* _SUPPLIED INFORMATION_:
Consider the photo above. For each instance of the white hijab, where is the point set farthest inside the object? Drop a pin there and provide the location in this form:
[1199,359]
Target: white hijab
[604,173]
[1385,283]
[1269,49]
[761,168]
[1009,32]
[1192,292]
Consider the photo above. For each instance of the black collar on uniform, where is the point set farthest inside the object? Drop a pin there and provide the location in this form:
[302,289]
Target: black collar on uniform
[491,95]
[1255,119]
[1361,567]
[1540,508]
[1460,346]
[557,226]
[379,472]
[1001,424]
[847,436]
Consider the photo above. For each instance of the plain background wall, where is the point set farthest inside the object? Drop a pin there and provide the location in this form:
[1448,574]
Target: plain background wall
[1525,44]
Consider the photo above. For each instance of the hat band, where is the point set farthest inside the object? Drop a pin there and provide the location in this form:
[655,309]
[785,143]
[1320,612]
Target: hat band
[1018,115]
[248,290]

* _WORK INSTRUCTIONS_: Reproduce every row above verbatim, with the same characters, spacing, and line order.

* _OUTPUT OF THE TASK_:
Consider the photo above. For each instance of the white hijab, where is the point set farthest inside the object? Drop a pin there and provide the location in this form:
[1199,359]
Target: white hijab
[604,173]
[1385,283]
[1269,49]
[761,168]
[1009,32]
[1192,292]
Consider the photo above. For each instance of the black collar on uniform, where is the point set farthest inside the object? Drop a pin there and provide the location in this form:
[302,289]
Target: black collar on uniform
[491,95]
[1255,119]
[1361,567]
[1540,508]
[1460,346]
[557,226]
[379,472]
[1001,424]
[847,436]
Consider the photo above. For each instance of the plain background wall, where is the point set farthest inside the object? Drop a pin there and provide the location in this form:
[1448,574]
Target: plain background wall
[1525,44]
Consider the photo above. For each instance of the hat band, where is the point set farthest inside the object? Drop a pin there and provide the location in this form:
[655,309]
[785,143]
[1320,612]
Target: hat band
[1018,115]
[248,290]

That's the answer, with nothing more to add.